EXTRAIT:
____________
Mme Anne-Sophie Patru, rapporteure. - Les modalités d'information des familles sont fixées par le code de l'action sociale et des familles. C'est l'intérêt supérieur de l'enfant qui prime. Prévoir une disposition générale ne paraît pas adapté à la difficulté des éléments à concilier. Retrait, sinon avis défavorable.
M. Yannick Neuder, ministre. - Votre amendement est satisfait. Retrait, sinon avis défavorable.
L'amendement n°18 rectifié est retiré.
Mme la présidente. - Amendement n°17 rectifié de M. Chasseing et alii.
M. Daniel Chasseing. - Les violences intrafamiliales sont un problème majeur. Or les professionnels de santé en sont souvent les premiers témoins. La loi du 30 juillet 2020 les autorise à signaler les faits les plus graves, même sans accord de la victime. Mais nombre d'entre eux hésitent, par crainte de représailles. Pour leur permettre d'agir en toute sécurité, garantissons leur anonymat.
____________
EXTRAIT DES DONNÉES:

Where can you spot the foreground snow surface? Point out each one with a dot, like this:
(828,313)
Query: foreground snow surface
____________
TRAVAIL À FAIRE:
1) D'après l'extrait, qu'est-ce qui fait hésiter nombre de professionnels de santé à signaler les violences intrafamiliales ?
2) Indiquez si chacune des affirmations suivantes est conforme à l'extrait, en répondant par oui ou par non et en citant les mots décisifs. (a) La rapporteure estime qu'une disposition générale est adaptée. (b) L'amendement n°18 rectifié est retiré. (c) La loi du 30 juillet 2020 exige l'accord de la victime pour signaler les faits les plus graves.

RÉPONSES:
1) La crainte de représailles.

2)
(a) Non : « Prévoir une disposition générale ne paraît pas adapté à la difficulté des éléments à concilier. »
(b) Oui : « L'amendement n°18 rectifié est retiré. »
(c) Non : « même sans accord de la victime ».